---------- Given data
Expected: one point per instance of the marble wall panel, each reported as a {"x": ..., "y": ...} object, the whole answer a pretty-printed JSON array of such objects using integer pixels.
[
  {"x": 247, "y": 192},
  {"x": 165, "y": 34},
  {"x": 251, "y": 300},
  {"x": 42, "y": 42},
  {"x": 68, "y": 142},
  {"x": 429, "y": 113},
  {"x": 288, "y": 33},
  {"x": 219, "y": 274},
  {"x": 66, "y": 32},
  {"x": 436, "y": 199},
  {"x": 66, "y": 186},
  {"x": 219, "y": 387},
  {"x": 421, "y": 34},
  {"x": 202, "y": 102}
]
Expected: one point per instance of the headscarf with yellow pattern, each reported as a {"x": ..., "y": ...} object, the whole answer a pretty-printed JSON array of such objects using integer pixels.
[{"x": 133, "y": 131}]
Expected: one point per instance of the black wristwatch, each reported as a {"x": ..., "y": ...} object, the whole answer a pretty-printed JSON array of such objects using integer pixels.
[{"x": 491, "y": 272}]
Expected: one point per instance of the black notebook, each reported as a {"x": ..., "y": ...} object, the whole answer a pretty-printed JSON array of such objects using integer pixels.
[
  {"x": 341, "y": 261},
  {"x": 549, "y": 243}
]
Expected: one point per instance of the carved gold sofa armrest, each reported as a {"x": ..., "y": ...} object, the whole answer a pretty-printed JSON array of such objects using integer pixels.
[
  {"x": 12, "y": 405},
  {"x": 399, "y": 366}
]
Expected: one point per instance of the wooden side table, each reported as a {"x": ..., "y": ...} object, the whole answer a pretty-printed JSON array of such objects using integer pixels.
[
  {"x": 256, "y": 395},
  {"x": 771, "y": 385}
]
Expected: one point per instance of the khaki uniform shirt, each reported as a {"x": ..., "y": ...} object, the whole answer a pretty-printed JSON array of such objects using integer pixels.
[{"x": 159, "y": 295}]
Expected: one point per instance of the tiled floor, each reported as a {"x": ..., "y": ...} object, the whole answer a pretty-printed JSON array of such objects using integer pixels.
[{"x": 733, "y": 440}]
--------------------
Give again only the lines starting at the one that contains "Expected: one point per instance of the khaki" and running to the end of the data.

Expected: one point per instance of the khaki uniform shirt, each reported as a {"x": ..., "y": ...} object, the whole answer a pretty-printed JSON array of such objects using integer pixels.
[{"x": 159, "y": 295}]
Expected: one point per instance of the tiled floor, each reported as a {"x": ..., "y": ...} object, the whole answer a pretty-printed JSON array of such objects using integer pixels.
[{"x": 733, "y": 440}]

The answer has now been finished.